▼

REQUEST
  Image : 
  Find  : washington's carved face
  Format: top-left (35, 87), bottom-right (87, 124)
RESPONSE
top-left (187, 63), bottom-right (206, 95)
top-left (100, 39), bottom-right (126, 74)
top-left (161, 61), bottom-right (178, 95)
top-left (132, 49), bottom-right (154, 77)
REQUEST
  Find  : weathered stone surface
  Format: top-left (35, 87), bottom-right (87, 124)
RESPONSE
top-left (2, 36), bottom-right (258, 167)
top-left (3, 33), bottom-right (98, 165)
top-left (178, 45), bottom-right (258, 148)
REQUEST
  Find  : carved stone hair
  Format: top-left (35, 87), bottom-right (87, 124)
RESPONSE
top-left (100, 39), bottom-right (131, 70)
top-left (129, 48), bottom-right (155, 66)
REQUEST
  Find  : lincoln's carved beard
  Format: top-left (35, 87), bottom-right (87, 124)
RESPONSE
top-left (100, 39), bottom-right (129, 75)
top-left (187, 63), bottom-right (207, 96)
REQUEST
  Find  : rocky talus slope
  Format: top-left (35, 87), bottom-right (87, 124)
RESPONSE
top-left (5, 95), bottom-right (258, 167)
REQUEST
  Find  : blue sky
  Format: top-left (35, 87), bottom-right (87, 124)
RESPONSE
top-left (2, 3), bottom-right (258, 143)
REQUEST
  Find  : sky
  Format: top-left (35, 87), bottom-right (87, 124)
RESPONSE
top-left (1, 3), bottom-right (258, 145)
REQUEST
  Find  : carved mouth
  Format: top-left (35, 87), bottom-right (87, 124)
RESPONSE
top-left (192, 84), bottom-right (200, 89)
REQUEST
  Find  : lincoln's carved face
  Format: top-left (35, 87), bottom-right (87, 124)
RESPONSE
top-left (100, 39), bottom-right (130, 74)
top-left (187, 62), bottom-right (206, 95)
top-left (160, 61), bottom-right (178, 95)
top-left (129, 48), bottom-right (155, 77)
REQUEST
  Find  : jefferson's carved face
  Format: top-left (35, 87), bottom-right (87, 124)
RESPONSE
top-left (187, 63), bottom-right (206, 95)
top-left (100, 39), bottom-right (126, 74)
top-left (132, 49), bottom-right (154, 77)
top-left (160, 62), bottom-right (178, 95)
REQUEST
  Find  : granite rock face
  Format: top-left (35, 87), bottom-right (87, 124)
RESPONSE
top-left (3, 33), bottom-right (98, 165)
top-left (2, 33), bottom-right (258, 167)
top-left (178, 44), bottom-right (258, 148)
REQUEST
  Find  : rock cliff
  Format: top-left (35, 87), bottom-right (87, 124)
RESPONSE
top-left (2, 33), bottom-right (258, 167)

▲
▼

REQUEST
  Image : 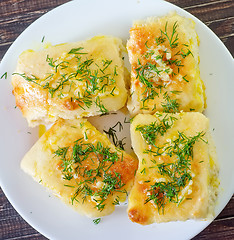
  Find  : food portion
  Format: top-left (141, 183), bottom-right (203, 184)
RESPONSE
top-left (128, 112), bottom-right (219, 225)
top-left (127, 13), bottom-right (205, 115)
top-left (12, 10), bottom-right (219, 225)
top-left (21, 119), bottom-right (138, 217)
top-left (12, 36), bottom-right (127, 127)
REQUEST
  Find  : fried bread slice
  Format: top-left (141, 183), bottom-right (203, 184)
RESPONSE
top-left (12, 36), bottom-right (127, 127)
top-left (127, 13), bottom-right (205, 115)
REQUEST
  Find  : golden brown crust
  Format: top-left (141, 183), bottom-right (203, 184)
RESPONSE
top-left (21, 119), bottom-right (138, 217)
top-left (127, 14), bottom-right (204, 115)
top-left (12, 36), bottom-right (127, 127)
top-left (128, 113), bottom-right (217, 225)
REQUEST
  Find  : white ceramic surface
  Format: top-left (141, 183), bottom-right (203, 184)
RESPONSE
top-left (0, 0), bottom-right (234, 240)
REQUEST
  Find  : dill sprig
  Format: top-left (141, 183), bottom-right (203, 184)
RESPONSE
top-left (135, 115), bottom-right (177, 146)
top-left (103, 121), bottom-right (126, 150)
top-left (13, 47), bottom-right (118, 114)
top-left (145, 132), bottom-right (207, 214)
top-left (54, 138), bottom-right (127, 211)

▲
▼

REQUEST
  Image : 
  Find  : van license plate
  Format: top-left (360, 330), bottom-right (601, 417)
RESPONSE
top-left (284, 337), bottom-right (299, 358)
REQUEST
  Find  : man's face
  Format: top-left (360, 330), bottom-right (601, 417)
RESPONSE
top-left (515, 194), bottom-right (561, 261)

▲

How many lines in the data above contain the string "stone"? Reply with the number alone.

2